## EXERCISE
Report every line in the entries below that contains the word "fluffy", matching its case exactly.

## EXERCISE INPUT
────
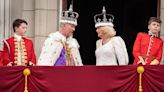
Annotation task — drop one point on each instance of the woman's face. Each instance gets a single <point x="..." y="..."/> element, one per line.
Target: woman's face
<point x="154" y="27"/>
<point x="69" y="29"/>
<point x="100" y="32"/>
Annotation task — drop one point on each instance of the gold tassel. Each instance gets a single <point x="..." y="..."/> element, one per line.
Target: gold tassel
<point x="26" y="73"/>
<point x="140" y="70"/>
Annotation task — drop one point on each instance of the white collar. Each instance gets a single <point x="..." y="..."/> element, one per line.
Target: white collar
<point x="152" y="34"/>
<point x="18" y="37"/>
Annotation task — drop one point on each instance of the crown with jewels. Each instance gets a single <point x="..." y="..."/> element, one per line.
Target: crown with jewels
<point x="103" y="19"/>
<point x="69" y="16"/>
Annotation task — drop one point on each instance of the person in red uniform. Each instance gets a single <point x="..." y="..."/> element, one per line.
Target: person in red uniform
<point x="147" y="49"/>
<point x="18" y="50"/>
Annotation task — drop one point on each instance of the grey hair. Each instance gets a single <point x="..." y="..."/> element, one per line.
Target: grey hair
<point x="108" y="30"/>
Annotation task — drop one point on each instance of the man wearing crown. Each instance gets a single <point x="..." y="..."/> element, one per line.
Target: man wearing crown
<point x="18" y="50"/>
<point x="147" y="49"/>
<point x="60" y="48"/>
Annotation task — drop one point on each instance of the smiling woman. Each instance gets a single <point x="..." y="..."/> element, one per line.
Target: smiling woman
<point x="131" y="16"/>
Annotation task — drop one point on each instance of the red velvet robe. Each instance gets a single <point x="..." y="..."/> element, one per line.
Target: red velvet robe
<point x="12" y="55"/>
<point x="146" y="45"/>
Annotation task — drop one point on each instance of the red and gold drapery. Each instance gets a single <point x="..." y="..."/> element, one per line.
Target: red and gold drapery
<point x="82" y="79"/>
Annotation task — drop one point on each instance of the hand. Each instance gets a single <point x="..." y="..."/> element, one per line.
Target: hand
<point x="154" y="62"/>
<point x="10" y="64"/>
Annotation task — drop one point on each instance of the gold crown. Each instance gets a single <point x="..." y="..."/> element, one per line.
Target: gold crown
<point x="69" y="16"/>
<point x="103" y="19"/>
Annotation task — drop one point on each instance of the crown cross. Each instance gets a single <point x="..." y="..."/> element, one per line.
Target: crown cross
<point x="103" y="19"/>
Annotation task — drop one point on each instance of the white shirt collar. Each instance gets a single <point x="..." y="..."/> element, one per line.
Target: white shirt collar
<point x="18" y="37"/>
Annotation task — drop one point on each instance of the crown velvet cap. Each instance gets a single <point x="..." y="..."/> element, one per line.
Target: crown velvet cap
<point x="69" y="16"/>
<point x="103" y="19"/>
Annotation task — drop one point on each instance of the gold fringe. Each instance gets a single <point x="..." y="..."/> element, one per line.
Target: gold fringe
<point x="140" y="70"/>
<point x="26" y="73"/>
────
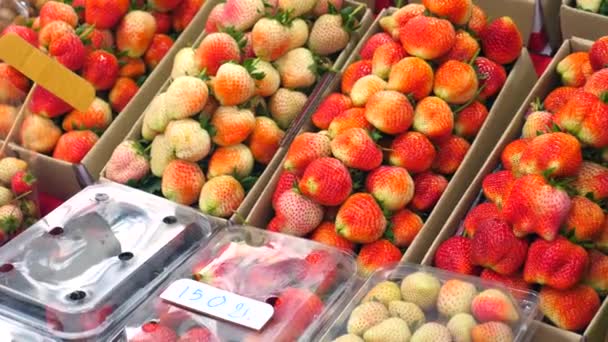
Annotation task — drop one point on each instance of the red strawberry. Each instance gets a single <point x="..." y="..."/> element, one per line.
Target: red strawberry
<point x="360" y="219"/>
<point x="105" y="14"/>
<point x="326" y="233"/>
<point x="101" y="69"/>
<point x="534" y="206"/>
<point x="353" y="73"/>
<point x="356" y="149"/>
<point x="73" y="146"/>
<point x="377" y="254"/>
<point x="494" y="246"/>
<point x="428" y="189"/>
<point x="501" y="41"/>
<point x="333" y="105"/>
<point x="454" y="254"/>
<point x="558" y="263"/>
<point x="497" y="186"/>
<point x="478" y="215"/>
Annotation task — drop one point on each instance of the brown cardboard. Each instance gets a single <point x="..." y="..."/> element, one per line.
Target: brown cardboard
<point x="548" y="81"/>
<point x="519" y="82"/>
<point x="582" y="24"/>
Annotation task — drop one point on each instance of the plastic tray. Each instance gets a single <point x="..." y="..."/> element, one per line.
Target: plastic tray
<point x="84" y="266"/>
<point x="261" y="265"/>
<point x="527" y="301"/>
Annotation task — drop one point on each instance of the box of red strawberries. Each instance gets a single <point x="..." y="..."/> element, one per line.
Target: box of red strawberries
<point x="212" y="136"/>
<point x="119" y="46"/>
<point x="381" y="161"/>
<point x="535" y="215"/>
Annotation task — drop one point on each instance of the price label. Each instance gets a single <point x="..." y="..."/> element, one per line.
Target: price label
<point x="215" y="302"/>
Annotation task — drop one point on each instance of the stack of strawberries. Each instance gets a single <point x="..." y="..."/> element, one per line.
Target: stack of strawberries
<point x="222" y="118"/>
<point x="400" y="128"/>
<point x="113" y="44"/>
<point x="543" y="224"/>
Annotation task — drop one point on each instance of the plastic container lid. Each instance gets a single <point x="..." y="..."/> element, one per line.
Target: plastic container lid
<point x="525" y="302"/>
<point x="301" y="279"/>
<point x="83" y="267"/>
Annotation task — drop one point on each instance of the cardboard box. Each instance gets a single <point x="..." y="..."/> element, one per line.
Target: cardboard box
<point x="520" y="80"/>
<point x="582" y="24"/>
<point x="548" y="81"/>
────
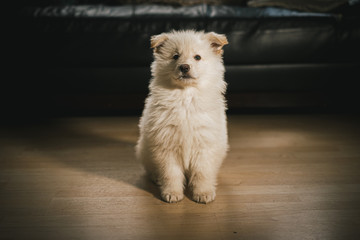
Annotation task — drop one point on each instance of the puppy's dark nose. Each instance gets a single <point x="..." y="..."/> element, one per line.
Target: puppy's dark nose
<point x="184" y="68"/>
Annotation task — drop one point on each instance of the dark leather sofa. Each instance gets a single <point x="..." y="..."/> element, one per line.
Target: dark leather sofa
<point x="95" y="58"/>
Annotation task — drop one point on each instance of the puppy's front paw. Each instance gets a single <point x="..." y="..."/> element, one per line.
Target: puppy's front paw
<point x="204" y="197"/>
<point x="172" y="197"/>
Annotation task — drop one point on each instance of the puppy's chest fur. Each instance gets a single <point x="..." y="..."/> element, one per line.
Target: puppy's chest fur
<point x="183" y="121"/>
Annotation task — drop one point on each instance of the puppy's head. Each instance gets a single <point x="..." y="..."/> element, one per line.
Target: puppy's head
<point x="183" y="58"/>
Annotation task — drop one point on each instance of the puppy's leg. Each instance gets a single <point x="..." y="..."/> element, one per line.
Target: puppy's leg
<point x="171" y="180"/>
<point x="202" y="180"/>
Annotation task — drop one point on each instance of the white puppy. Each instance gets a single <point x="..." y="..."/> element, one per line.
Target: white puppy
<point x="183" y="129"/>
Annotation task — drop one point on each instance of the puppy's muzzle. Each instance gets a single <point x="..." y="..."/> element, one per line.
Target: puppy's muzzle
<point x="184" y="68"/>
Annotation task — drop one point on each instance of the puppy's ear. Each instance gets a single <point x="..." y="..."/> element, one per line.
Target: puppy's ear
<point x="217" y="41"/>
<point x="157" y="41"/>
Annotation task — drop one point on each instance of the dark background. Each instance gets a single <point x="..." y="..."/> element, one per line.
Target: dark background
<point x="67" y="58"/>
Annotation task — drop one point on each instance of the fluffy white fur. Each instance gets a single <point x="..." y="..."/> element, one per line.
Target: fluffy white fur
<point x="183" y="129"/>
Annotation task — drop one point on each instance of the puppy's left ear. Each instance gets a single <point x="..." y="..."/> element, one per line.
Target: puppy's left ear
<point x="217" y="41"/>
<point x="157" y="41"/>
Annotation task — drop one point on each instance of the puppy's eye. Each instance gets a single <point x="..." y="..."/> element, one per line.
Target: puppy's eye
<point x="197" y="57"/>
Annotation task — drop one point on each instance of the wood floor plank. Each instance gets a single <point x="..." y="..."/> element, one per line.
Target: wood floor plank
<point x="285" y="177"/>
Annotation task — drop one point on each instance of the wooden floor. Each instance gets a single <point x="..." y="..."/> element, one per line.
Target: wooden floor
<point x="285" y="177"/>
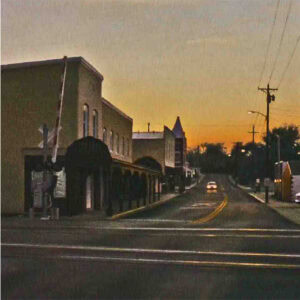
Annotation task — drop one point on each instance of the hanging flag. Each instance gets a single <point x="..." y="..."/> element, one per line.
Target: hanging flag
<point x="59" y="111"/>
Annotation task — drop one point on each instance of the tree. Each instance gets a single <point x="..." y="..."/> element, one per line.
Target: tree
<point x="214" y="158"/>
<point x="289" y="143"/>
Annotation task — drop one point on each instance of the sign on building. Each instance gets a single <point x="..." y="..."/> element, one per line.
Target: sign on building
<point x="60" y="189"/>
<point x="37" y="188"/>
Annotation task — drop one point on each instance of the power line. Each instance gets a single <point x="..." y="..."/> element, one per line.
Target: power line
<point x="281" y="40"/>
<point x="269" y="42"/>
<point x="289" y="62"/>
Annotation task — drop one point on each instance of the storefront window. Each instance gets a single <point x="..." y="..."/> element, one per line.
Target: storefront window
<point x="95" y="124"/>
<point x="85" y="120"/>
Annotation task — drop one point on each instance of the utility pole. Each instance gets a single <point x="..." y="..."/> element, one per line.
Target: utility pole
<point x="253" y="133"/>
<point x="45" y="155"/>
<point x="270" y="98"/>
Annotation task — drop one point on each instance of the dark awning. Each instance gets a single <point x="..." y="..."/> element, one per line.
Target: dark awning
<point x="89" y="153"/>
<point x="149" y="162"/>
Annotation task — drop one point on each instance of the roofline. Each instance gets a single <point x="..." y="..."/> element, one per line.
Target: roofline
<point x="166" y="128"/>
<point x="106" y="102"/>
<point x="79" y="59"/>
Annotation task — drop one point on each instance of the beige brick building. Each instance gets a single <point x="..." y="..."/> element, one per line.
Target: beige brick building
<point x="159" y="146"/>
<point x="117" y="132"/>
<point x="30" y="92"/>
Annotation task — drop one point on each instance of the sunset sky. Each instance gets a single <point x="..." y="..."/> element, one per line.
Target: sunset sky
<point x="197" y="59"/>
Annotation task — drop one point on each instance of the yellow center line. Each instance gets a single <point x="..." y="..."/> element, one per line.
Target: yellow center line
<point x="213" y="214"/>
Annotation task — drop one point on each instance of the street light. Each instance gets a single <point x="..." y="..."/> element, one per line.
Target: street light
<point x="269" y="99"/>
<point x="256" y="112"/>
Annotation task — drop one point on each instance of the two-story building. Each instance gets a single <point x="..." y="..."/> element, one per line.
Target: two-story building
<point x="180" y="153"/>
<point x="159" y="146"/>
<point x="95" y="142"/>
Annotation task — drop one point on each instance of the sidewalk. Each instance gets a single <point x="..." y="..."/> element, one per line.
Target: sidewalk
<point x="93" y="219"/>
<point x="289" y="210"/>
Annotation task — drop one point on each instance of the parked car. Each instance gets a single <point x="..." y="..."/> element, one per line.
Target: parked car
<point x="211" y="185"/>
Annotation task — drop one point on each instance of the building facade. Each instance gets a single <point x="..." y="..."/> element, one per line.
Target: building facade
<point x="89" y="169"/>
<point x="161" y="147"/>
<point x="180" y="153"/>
────
## THE REPLY
Annotation task — drop one point on each instance of the fluffy white fur. Each instance gets a single <point x="..." y="..."/> element, one per line.
Target: fluffy white fur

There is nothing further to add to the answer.